* _Instructions to follow_
Please change "deepest" to "farthest" throughout the entries below, then give them all again with nothing else altered.

(Source records)
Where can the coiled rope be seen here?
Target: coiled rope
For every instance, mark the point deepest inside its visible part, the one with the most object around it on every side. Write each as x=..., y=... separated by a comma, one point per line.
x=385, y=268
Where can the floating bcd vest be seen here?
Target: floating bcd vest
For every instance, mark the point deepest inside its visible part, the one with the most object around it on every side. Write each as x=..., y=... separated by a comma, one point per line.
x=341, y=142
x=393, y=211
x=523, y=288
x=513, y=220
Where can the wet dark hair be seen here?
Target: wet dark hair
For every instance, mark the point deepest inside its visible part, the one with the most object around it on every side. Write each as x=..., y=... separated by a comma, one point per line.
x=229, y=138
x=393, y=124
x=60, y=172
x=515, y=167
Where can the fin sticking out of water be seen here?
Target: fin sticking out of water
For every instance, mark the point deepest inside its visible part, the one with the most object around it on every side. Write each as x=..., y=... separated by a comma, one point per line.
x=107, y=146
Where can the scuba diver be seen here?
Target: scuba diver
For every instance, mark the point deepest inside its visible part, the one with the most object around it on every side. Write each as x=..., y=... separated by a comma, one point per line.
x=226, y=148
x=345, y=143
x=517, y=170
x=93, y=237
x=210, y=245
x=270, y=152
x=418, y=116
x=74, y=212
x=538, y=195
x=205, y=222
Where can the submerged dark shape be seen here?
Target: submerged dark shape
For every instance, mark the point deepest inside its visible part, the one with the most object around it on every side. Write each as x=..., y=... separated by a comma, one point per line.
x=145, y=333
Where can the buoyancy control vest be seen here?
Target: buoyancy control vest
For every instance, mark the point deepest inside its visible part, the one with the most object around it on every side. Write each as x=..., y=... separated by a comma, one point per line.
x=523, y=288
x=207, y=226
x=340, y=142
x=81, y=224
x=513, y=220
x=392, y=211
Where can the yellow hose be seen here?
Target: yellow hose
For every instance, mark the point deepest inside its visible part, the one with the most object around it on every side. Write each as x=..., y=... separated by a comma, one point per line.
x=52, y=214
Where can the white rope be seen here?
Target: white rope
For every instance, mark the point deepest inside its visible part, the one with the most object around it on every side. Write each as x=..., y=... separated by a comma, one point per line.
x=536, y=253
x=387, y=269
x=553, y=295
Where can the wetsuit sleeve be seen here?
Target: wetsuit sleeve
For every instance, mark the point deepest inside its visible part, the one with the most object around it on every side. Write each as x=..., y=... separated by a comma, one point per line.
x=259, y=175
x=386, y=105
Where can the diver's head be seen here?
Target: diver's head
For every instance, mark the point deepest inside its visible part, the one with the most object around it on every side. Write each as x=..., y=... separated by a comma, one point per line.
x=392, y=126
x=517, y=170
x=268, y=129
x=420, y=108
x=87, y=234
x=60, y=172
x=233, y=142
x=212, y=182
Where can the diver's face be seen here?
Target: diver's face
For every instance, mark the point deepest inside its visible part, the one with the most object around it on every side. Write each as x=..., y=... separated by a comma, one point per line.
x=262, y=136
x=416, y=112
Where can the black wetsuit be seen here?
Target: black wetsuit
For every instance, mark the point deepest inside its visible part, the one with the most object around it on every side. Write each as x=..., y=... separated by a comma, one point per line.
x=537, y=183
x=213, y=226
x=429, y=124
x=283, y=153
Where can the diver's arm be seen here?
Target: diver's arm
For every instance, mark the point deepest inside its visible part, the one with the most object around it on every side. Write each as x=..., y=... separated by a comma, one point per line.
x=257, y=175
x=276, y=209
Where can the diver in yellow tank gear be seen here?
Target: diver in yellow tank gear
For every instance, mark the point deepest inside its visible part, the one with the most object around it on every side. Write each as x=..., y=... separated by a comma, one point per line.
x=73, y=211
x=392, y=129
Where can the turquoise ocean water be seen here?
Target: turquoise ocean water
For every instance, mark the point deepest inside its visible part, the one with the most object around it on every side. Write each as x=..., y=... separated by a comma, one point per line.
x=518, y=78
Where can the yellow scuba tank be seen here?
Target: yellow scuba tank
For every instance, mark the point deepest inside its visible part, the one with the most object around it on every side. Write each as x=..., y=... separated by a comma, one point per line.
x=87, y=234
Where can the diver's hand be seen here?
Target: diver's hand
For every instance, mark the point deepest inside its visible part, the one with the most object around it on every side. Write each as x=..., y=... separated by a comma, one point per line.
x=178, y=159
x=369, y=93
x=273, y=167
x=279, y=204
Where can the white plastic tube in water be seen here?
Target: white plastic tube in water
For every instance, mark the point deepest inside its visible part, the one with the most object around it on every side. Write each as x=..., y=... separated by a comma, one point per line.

* _Solution for this exercise_
Where can the coiled rope be seen here?
Target: coiled rope
For every instance, mark the point farthest inside its visible part, the one with the most object around it on every side. Write each as x=..., y=... separated by a comma, one point per line.
x=385, y=268
Where can the floating bcd vest be seen here?
Target: floating bcd vest
For every instance, mark the point farthest inside its visible part, the one with the most object around it on every side. Write each as x=..., y=... separated by a comma, one point per line.
x=341, y=142
x=393, y=211
x=523, y=288
x=513, y=220
Where can the wet dark hair be seen here?
Target: wet dark hair
For every instance, mark the point farthest inside its visible part, the one with the most object around it on every side. Write each as x=..., y=... separated by a comma, one point per line.
x=229, y=138
x=393, y=124
x=60, y=172
x=515, y=167
Where can the fin sticking out of water be seen here?
Target: fin sticking out of water
For every instance, mark the point farthest inside its visible part, the one with the most object around it on every side. Write each as x=..., y=... separated by a comma, one point per line.
x=107, y=146
Where can the scuba diver be seen here?
Target: scuba diver
For every instance, mark the point farthest inside its visible part, the one with the most object around it on every side. Write each as x=..., y=... separated by a comma, one point per line.
x=226, y=148
x=345, y=143
x=517, y=170
x=93, y=237
x=210, y=245
x=270, y=152
x=418, y=116
x=74, y=212
x=538, y=195
x=205, y=222
Where can the submerged dark shape be seen here?
Target: submerged dark shape
For every instance, mark the point farthest inside its visible part, the one with the most object around it on every side. Write each as x=..., y=... separated by a comma, one point per line.
x=145, y=333
Where can the buoyancy control vest be seen here?
Target: buoyancy control vest
For every instance, mark the point farthest inside its visible part, the one with the most object around it on every side. Write each as x=..., y=... separated by a comma, one point per line.
x=523, y=288
x=207, y=226
x=340, y=142
x=81, y=224
x=513, y=220
x=392, y=211
Where can the yellow hose be seen here?
Target: yellow hose
For every instance, mark the point farthest inside its visible part, the one with the most object around it on every side. Write each as x=..., y=... separated by a comma, one point per line.
x=52, y=214
Where can the white rope be seen here?
Target: white rope
For every instance, mark the point farthest inside its visible part, the one with the most object around it on every side. Write each as x=..., y=... separated by a comma, one point per line.
x=536, y=253
x=387, y=269
x=553, y=295
Where can the wetsuit sleeve be seen here?
Target: wetsuit sleeve
For every instance, mark the point farthest inside its visible part, the one with the most object around it on every side. Write each as x=..., y=... separated by a comma, one point per line.
x=259, y=175
x=386, y=105
Where can the diver's head be seen here?
Target: diver's head
For every instance, mark the point farthest inside its visible part, the one with the most object around it on every side. Write each as x=..., y=... separated by a comma, one point per line.
x=392, y=126
x=517, y=170
x=268, y=129
x=420, y=108
x=87, y=234
x=60, y=172
x=233, y=142
x=212, y=182
Where can the diver's face be seen here?
Target: diver's face
For every instance, mark the point farthest inside its visible part, the one with the most object around it on every side. Write each as x=..., y=... separated by a comma, one point per line.
x=262, y=136
x=416, y=112
Where can the black wetsuit be seen here?
Target: black wetsuit
For every instance, mark the point farthest inside its visible part, the one with the most object around it on every side. Write each as x=..., y=... separated by a comma, one point per line.
x=537, y=183
x=213, y=226
x=429, y=124
x=283, y=153
Where can the diver's arm be seen here?
Target: diver's arm
For every instance, mark the point farthest inside its visible part, the one with the most object around it on every side. Write each as x=..., y=... separated by a comma, one point per line.
x=257, y=175
x=276, y=209
Where can the diver in yellow tank gear be seen here?
Target: diver in yellow tank gear
For every instance, mark the point farthest inside its visible part, the one with the most object around it on every side. Write each as x=..., y=... separated by a comma, one point per line.
x=73, y=211
x=392, y=129
Where can the turquoise ocean water be seen here?
Target: turquoise ocean water
For every instance, mark the point farthest inside its visible part, the one with the most object around it on every side. Write each as x=..., y=... separated by a comma, one point per line.
x=518, y=78
Where can the yellow scuba tank be seen here?
Target: yellow scuba tank
For every instance, mark the point farthest inside its visible part, the one with the most object around it on every side. Write each as x=..., y=... separated by a comma, one point per line.
x=87, y=234
Where can the diver's hand be seen here?
Target: diver's hand
For every instance, mark the point farthest inside its visible part, the one with the most object around it on every side. Write each as x=..., y=... separated by a comma, one point per line.
x=178, y=159
x=369, y=93
x=273, y=167
x=279, y=204
Where can the white plastic tube in water be seen here?
Target: white plastic tube in water
For every instance, mark the point farthest inside its visible part, the one with the most object around it on every side. Write each as x=..., y=... separated by a comma, one point per line.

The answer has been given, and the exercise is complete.